Write each entry out again exactly as it was given.
[Data in this exercise — start]
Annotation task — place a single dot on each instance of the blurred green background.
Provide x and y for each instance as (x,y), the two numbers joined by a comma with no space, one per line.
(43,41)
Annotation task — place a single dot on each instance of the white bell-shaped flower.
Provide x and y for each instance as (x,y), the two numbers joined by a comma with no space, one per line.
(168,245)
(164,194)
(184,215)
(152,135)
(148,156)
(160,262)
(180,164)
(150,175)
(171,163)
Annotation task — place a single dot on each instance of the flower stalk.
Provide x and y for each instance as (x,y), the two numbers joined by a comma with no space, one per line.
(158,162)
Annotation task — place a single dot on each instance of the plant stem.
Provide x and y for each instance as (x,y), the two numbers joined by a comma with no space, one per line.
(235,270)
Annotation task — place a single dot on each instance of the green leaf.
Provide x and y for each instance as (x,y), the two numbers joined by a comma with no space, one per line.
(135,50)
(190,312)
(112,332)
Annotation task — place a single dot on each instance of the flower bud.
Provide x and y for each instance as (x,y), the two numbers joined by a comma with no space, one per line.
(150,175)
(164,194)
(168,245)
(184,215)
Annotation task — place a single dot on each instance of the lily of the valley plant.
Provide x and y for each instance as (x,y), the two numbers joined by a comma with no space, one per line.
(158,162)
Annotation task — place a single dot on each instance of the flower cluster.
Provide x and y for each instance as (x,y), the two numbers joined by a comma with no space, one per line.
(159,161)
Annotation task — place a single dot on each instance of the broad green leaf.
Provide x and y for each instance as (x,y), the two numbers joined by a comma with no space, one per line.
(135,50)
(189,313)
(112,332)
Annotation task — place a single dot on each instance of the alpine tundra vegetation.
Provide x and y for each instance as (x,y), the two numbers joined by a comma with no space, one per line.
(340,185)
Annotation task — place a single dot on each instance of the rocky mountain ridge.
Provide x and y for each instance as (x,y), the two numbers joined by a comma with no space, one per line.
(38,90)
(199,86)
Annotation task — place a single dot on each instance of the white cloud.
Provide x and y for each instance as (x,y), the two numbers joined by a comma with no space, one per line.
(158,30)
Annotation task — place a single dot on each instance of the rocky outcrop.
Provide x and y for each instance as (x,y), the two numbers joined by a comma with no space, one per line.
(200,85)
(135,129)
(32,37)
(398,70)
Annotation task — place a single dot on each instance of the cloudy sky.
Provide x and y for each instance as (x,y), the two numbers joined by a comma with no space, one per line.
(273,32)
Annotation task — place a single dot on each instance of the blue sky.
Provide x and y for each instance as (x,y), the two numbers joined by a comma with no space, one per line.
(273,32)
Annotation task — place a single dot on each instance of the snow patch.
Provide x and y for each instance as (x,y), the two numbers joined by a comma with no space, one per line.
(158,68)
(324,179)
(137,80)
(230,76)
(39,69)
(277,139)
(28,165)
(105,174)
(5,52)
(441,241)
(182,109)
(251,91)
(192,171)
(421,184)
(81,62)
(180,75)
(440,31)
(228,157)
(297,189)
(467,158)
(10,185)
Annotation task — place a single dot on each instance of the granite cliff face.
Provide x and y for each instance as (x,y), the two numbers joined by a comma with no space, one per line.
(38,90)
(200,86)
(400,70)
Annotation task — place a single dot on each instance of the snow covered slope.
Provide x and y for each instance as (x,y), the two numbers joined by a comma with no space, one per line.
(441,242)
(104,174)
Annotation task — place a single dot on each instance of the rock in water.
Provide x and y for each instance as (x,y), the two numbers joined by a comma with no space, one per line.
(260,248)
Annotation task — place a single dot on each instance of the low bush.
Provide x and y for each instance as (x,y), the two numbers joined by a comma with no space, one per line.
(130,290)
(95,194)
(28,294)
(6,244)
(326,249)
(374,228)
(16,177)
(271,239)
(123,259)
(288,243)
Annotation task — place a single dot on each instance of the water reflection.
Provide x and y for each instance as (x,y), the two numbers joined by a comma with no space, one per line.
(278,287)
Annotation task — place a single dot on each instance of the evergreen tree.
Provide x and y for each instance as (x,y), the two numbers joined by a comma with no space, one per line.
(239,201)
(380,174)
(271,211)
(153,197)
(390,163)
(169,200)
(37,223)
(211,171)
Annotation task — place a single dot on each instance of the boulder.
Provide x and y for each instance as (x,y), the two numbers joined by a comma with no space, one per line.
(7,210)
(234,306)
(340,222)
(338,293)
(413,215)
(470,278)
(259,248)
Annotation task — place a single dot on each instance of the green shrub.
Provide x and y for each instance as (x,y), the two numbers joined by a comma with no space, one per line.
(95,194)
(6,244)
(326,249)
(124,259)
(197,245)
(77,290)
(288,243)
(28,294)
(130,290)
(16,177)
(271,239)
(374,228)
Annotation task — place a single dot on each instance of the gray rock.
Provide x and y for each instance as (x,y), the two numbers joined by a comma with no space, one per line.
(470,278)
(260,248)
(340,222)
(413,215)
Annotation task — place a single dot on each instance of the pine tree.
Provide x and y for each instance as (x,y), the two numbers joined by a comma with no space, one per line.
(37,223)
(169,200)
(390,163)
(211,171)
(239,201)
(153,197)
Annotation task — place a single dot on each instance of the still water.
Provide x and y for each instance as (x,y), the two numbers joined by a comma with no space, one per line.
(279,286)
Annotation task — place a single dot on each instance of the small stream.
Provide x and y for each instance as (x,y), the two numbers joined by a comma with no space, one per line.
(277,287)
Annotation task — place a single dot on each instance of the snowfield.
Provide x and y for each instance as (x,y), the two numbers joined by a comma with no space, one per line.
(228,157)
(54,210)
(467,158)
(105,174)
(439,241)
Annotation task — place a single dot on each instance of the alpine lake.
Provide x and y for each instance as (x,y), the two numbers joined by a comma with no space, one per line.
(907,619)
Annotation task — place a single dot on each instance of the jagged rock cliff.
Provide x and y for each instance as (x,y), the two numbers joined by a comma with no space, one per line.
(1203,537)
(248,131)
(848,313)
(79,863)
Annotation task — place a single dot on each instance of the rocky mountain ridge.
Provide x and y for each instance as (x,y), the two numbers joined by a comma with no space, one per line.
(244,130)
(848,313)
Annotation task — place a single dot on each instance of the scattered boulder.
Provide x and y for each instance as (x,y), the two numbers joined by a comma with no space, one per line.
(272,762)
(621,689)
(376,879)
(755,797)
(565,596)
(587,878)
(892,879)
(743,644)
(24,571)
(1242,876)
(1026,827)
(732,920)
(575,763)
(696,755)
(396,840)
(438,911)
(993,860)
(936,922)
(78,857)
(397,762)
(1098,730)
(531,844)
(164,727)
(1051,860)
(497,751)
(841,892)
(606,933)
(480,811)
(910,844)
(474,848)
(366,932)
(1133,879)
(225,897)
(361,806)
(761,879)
[Data in this exercise — finish]
Answer box
Annotation task — place a single dot on each instance of the blurred green background.
Provide x and y for each instance as (x,y), the two numbers joined by a comma with no space, one per line.
(43,41)
Annotation task — place a single dot on each instance of the white bell-shaped flower.
Provide x and y for each instance as (x,y), the two numbers joined by a comma with no space, one per line.
(168,245)
(164,194)
(184,215)
(152,135)
(148,156)
(160,262)
(180,164)
(150,175)
(171,163)
Annotation task — place a single dot on each instance of the flower stalk.
Provide x and y for each instance as (x,y), the two numbers joined by a comma with no space, one per line.
(158,162)
Annotation task — place a single dot on each instance of the plant stem.
Provide x and y for each instance as (x,y), the two numbers joined by a comma with no space, one per line.
(235,270)
Annotation task — place a single dot on each instance of the green leaf.
Provide x and y for each instance as (x,y), the two numbers joined by a comma with no space, one per line.
(135,50)
(190,312)
(112,332)
Annotation task — place a single dot on each instance of the flower bud.
Provide x and y for each instance as (x,y), the two numbers joined by a comma with no space, one per line.
(150,175)
(164,194)
(168,245)
(184,215)
Annotation task — place a single dot on each instance of the lily of the valley plant.
Provide x and y for each instance as (x,y), the two numbers joined by a comma with no space, one per line.
(158,162)
Annotation task — place a single dot on each instance of the flower cluster.
Provide x and y for each instance as (x,y), the two numbers joined by a comma with no space, one per line.
(159,161)
Annotation task — place a single dot on each instance of the broad green leaf.
Provide x and y for each instance as (x,y), the two numbers joined by a comma with no space, one per line.
(135,50)
(189,313)
(112,332)
Annotation task — place a single dot on each instance of the alpine tundra vegetation.
Provide x and y for each instance as (x,y), the two numbers joined by a comma with no space, one per line.
(340,185)
Annotation task — place a single dot on each instance of the rocky mountain ridge.
Provide x and y for each instance as (x,y), the two numbers joined by a comma with no space, one per line.
(38,90)
(199,86)
Annotation task — place a single dot on each instance of the white cloud.
Provide x and y for each instance as (x,y), the two numbers joined by a comma with no space, one per line.
(158,30)
Annotation task — place a single dot on each instance of the rocky outcrop.
Provide x and y for each instance as (x,y), the two numbers joined by a comma with no space, one per line.
(200,85)
(135,129)
(32,37)
(398,70)
Annotation task — place a single dot on each instance of the cloudy sky.
Provide x and y for each instance as (x,y), the two numbers joined by a comma with no space, one per line.
(273,32)
Annotation task — place a single dot on each instance of the blue sky.
Provide x and y for each instance as (x,y), the two numbers joined by a comma with no space, one per line.
(273,32)
Annotation task — place a single dot on each instance of the snow patch.
Provide x and y for each instance as (x,y), the two numbers joined by a comma with no space, one per line.
(158,68)
(324,179)
(137,80)
(230,76)
(39,69)
(277,139)
(28,165)
(105,174)
(5,52)
(441,241)
(182,109)
(251,91)
(192,171)
(421,184)
(81,62)
(180,75)
(440,31)
(228,157)
(297,189)
(467,158)
(10,185)
Annotation task — place a single dot on each instance of the granite cliff face.
Provide x and y for each instance as (x,y), the two numbers joined by a comma with no space, one per line.
(38,90)
(200,86)
(400,70)
Annotation task — place a single dot on each instance of the snow covered slope.
Provide x and y for each instance as (x,y), the two numbers joined by a comma with no space, one per line.
(441,242)
(104,174)
Annotation task — place a single dot on each instance of the rock in water.
Provide x and y for each instance as (x,y), the two numbers joined by a comma with no space, one per line.
(260,248)
Annotation task — place a single dot on each instance of the low bush.
Provide x and y for each instance as (x,y), the two numbers joined by a comma with no space, one per line.
(130,290)
(95,194)
(28,294)
(6,244)
(326,249)
(374,228)
(16,177)
(271,239)
(123,259)
(288,243)
Annotation task — place a single dot on each instance of the water reflection.
Provide x and y for each instance as (x,y), the two numbers joined by a comma with no space, one per line.
(278,287)
Annotation task — place a single dot on each instance of the evergreen tree.
Provide x and y for each instance as (x,y), the two numbers joined by a comma with no space, one per line.
(239,201)
(380,174)
(271,211)
(153,197)
(390,163)
(169,200)
(37,223)
(211,171)
Annotation task — place a single dot on each instance of the boulder.
Provide x and y for each instance as (x,y), the two numbers joined by a comma with no space, one per line.
(7,210)
(234,306)
(340,222)
(338,293)
(413,215)
(470,278)
(259,248)
Annotation task — place a single dot on each instance of the green shrub.
Provide x and y for each instance as (x,y), the two numbers joined by a comma with no space, one per line.
(95,194)
(6,244)
(326,249)
(124,259)
(197,245)
(77,290)
(288,243)
(28,294)
(130,290)
(16,177)
(271,239)
(374,228)
Annotation task — place a single dot on each instance of the gray rock.
Provide x and y for each instance as (x,y), the two numbers joined by a comma with no space, one per line.
(470,278)
(260,248)
(340,222)
(413,215)
Annotation task — place a single dot on each instance of the pine tree.
Provide x and y for each instance as (x,y), the two numbers joined by a comma with no space, one per line.
(37,223)
(169,200)
(390,163)
(211,171)
(239,201)
(153,197)
Annotation task — place a single dot on each instance of the still water.
Provide x and y for each instance as (x,y), the two numbers joined by a comma with no space, one per line.
(279,286)
Annotation task — place a single dot on each instance of the small stream.
Provide x and y for each instance as (x,y), the two numbers joined by a comma with no space, one per line.
(277,287)
Annotation task — place a single dot on each instance of the snowfield.
Provide x and y for each instance as (x,y), the two numbers joined by a comma with no space, one per line.
(228,157)
(54,210)
(467,158)
(105,174)
(439,241)
Annotation task — place a single dot on each instance of the alpine lake.
Provide x and y for each instance as (x,y), the two numbers joined by a comma with no space, one per line.
(907,619)
Annotation task — place a single dot on each instance of the jagged rock cliff.
Provide x and y for each instance as (x,y), the two numbers joined by a comma with no space, one per line.
(1203,537)
(248,131)
(848,313)
(79,863)
Annotation task — place a single dot on each instance of the rocky mountain ridge.
Provide x and y for each instance as (x,y), the two numbers joined by a comma with no space, one per line.
(244,130)
(848,313)
Annotation task — place a single dot on each instance of the scattered boulder.
Provide x and y for each instance as (x,y), the two numbers joined by a comma with no space, one per line.
(272,762)
(621,689)
(376,879)
(755,797)
(565,596)
(587,878)
(892,879)
(743,644)
(24,571)
(1242,876)
(1026,827)
(732,920)
(575,763)
(696,755)
(396,840)
(438,911)
(993,860)
(936,922)
(78,857)
(397,762)
(1098,730)
(531,844)
(164,727)
(1051,860)
(497,751)
(841,892)
(606,933)
(480,811)
(910,844)
(474,848)
(366,932)
(1133,879)
(225,897)
(361,806)
(761,879)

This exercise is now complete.